PROBLEM TO WORK ON:
Count the lines in the records below that contain the string "dark", treating uppercase and lowercase as different. Give only the number.

[Image object location entries]
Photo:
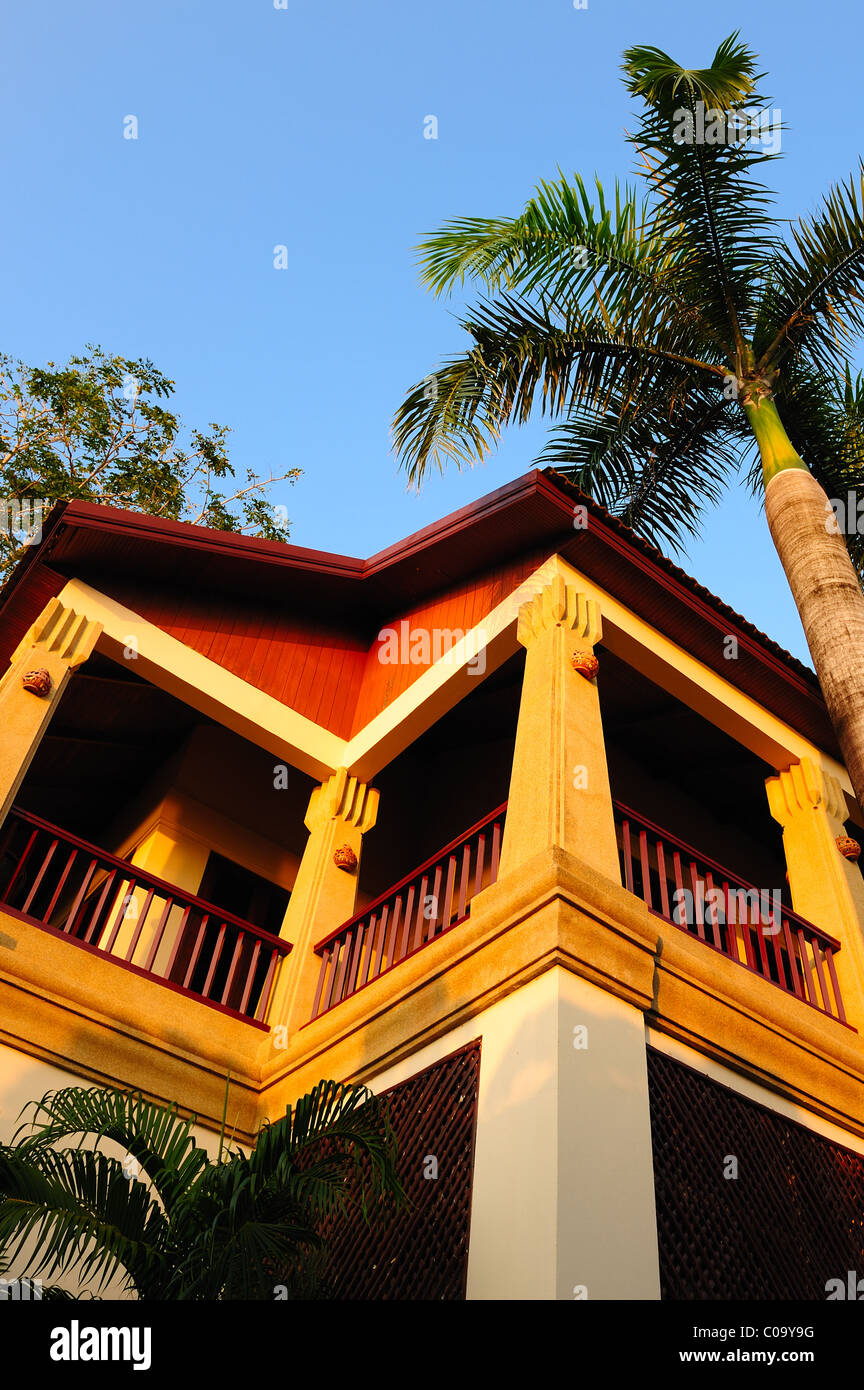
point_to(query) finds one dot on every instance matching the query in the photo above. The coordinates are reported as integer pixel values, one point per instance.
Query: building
(618, 1068)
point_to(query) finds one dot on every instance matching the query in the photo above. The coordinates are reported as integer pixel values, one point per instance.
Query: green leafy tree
(99, 430)
(174, 1223)
(677, 335)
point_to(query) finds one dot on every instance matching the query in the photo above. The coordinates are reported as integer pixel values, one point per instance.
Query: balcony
(409, 916)
(677, 883)
(103, 904)
(748, 925)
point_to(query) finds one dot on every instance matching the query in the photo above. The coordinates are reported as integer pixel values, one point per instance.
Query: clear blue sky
(304, 127)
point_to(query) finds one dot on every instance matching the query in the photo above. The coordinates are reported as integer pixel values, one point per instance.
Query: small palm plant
(174, 1223)
(677, 335)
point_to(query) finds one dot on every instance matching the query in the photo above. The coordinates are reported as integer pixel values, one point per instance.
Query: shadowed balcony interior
(129, 776)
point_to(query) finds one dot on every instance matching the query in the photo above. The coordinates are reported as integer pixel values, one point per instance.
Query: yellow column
(559, 787)
(324, 895)
(57, 642)
(825, 887)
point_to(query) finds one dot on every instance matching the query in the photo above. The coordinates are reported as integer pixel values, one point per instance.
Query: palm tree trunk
(824, 584)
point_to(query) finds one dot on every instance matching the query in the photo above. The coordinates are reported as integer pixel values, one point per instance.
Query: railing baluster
(250, 975)
(791, 951)
(140, 923)
(214, 961)
(20, 866)
(178, 941)
(95, 916)
(664, 887)
(713, 912)
(817, 958)
(46, 915)
(447, 911)
(835, 983)
(698, 900)
(39, 876)
(420, 922)
(325, 961)
(121, 912)
(628, 855)
(481, 858)
(232, 968)
(646, 869)
(406, 927)
(157, 934)
(495, 854)
(463, 884)
(268, 983)
(371, 966)
(196, 950)
(70, 922)
(389, 940)
(438, 916)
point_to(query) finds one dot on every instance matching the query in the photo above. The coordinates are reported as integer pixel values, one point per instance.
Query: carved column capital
(343, 798)
(560, 605)
(63, 631)
(804, 787)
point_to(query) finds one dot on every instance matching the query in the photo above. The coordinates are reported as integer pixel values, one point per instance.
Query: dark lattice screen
(422, 1253)
(791, 1221)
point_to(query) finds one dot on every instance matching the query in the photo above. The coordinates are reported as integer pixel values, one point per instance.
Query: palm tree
(170, 1221)
(675, 337)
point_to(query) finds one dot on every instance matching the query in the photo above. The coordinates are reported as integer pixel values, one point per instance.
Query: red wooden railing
(748, 925)
(71, 887)
(418, 909)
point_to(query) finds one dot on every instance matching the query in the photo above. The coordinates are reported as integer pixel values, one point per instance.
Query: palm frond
(657, 460)
(84, 1212)
(814, 299)
(156, 1136)
(710, 213)
(527, 359)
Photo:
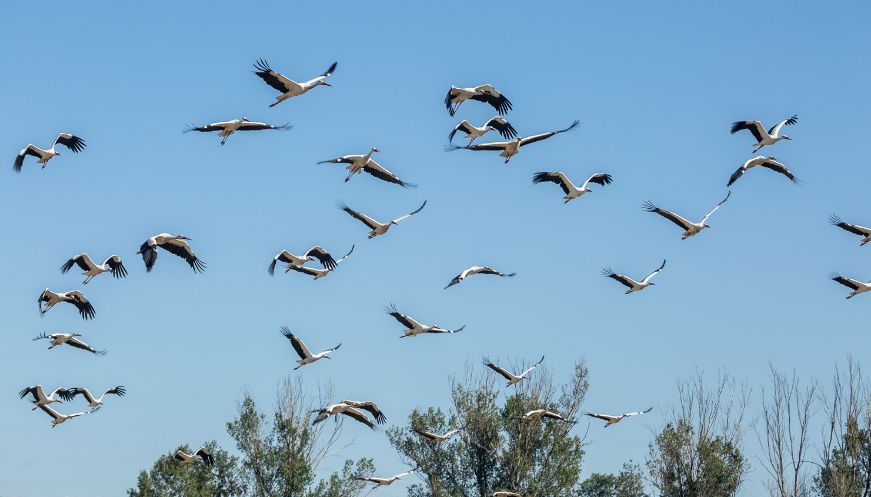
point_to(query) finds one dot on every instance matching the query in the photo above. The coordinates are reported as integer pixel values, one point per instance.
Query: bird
(75, 297)
(315, 252)
(634, 286)
(571, 191)
(610, 420)
(174, 244)
(512, 378)
(862, 231)
(365, 163)
(413, 328)
(690, 228)
(315, 272)
(483, 93)
(69, 339)
(767, 162)
(305, 357)
(93, 402)
(511, 148)
(288, 87)
(763, 137)
(477, 270)
(855, 285)
(227, 128)
(495, 123)
(376, 227)
(112, 264)
(72, 142)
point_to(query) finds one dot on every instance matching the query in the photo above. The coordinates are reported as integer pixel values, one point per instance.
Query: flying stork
(75, 297)
(763, 137)
(72, 142)
(511, 148)
(112, 264)
(571, 191)
(288, 87)
(174, 244)
(690, 228)
(376, 227)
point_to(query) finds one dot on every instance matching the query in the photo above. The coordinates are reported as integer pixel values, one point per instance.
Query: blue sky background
(655, 85)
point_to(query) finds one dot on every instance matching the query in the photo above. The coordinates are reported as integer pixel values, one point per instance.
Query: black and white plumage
(690, 228)
(766, 162)
(174, 244)
(511, 148)
(634, 286)
(75, 297)
(414, 328)
(571, 191)
(762, 136)
(227, 128)
(112, 264)
(72, 142)
(288, 87)
(376, 227)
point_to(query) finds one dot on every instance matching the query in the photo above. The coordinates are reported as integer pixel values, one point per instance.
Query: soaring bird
(484, 93)
(511, 148)
(376, 227)
(571, 191)
(766, 162)
(112, 264)
(477, 270)
(288, 87)
(72, 142)
(763, 137)
(512, 378)
(75, 297)
(634, 286)
(174, 244)
(690, 228)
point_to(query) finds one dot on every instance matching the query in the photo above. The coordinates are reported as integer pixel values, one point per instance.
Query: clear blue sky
(655, 86)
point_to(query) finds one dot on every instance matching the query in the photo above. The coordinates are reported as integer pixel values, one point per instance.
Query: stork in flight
(763, 137)
(72, 142)
(511, 148)
(571, 191)
(690, 228)
(413, 328)
(75, 297)
(634, 286)
(376, 227)
(288, 87)
(112, 264)
(174, 244)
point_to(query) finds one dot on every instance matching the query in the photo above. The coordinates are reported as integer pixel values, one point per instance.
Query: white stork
(376, 227)
(72, 142)
(477, 270)
(610, 420)
(634, 286)
(766, 162)
(75, 297)
(472, 132)
(763, 137)
(413, 328)
(511, 148)
(70, 339)
(690, 228)
(571, 191)
(315, 252)
(227, 128)
(112, 264)
(288, 87)
(483, 93)
(174, 244)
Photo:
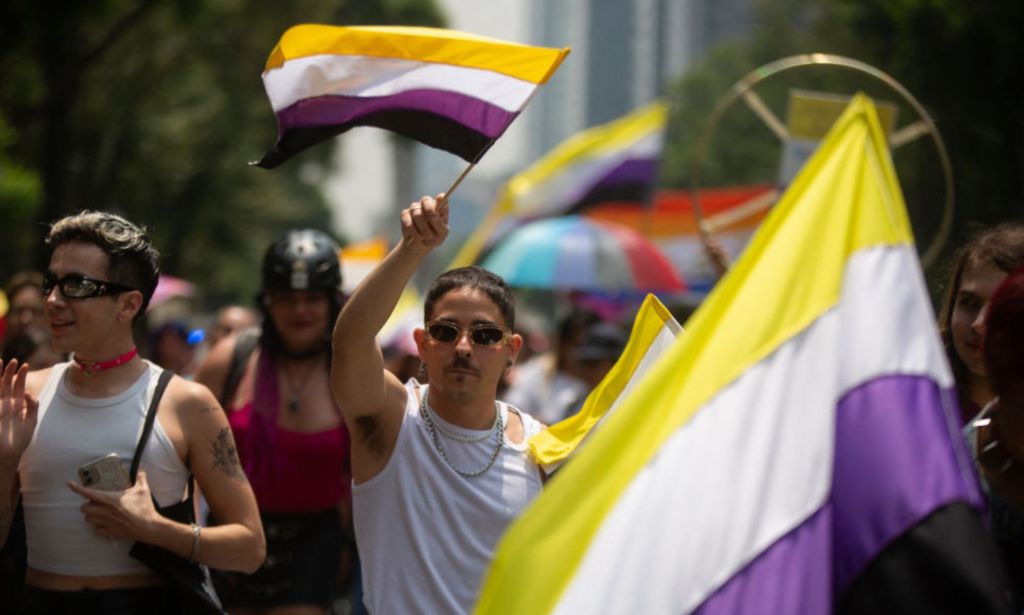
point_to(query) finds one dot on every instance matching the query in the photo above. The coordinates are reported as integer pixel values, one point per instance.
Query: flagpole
(459, 179)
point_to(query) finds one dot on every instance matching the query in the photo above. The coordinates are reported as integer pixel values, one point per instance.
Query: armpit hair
(368, 430)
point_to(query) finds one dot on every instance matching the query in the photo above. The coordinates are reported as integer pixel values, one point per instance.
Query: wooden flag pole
(458, 180)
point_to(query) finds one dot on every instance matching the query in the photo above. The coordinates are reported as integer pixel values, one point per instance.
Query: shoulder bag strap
(151, 415)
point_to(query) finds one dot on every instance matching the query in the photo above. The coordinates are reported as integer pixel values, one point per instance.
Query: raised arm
(17, 424)
(371, 398)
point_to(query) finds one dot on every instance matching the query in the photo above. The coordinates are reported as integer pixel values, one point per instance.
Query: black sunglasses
(76, 286)
(480, 335)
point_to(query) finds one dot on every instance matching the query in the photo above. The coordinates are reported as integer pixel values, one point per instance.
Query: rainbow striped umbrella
(578, 253)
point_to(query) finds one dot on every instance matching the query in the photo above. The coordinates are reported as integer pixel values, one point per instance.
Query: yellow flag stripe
(425, 44)
(555, 444)
(589, 144)
(845, 200)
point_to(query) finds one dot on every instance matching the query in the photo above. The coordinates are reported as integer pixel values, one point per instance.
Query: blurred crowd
(269, 366)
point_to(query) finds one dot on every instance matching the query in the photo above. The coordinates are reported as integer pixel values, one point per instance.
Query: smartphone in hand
(107, 473)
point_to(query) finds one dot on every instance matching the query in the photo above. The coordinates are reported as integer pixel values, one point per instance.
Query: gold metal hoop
(744, 89)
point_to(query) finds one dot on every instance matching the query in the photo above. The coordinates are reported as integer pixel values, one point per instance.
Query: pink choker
(91, 367)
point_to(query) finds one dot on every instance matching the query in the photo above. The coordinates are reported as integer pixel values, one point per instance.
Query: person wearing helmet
(291, 438)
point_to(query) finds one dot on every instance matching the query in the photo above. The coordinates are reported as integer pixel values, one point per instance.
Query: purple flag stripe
(474, 114)
(794, 575)
(895, 463)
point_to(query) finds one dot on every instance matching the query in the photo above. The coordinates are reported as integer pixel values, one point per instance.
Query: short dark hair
(1001, 247)
(134, 262)
(1004, 344)
(23, 279)
(481, 279)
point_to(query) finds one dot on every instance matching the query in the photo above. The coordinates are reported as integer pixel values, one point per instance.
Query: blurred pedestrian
(229, 320)
(25, 301)
(978, 268)
(291, 437)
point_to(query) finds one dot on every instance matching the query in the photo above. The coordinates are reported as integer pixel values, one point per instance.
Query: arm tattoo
(225, 456)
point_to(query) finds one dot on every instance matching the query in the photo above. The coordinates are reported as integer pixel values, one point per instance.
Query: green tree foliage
(154, 110)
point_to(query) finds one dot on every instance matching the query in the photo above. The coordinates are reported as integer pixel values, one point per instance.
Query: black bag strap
(245, 343)
(151, 415)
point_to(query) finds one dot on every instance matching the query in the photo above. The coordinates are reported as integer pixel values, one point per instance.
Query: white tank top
(73, 431)
(425, 533)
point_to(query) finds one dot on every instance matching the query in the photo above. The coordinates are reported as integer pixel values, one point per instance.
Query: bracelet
(197, 529)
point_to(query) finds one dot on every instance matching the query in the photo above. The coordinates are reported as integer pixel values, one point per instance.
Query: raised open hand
(17, 411)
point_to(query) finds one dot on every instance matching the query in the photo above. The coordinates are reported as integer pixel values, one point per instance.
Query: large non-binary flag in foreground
(444, 88)
(616, 162)
(796, 451)
(653, 333)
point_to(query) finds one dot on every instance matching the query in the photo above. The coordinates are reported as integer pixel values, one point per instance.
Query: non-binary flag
(616, 162)
(796, 451)
(653, 333)
(448, 89)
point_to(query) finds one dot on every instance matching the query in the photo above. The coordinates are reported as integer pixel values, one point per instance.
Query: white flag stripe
(363, 76)
(763, 446)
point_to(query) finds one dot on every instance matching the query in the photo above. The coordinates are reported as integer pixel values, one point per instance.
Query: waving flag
(795, 451)
(653, 333)
(616, 161)
(448, 89)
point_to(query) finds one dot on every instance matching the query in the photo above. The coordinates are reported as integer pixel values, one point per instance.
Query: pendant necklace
(295, 392)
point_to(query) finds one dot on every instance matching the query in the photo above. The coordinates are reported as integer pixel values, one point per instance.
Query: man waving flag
(796, 451)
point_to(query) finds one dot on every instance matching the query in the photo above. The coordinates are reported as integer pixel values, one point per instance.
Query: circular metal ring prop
(744, 87)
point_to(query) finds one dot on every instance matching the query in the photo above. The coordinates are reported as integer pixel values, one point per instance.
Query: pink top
(290, 472)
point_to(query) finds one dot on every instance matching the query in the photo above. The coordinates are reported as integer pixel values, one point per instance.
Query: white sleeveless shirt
(426, 534)
(73, 431)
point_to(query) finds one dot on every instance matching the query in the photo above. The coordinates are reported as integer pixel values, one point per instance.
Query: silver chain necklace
(498, 428)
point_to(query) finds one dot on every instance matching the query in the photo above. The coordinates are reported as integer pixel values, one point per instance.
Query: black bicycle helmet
(302, 260)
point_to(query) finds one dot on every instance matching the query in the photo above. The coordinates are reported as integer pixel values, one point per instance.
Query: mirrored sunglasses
(479, 335)
(76, 286)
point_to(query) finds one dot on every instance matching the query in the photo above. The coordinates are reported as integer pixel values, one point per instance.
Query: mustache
(461, 362)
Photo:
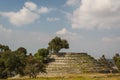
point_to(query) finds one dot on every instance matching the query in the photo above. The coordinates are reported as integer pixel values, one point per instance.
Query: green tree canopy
(116, 59)
(42, 54)
(56, 44)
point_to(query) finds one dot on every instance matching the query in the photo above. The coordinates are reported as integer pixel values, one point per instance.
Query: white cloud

EXPECTED ANSWER:
2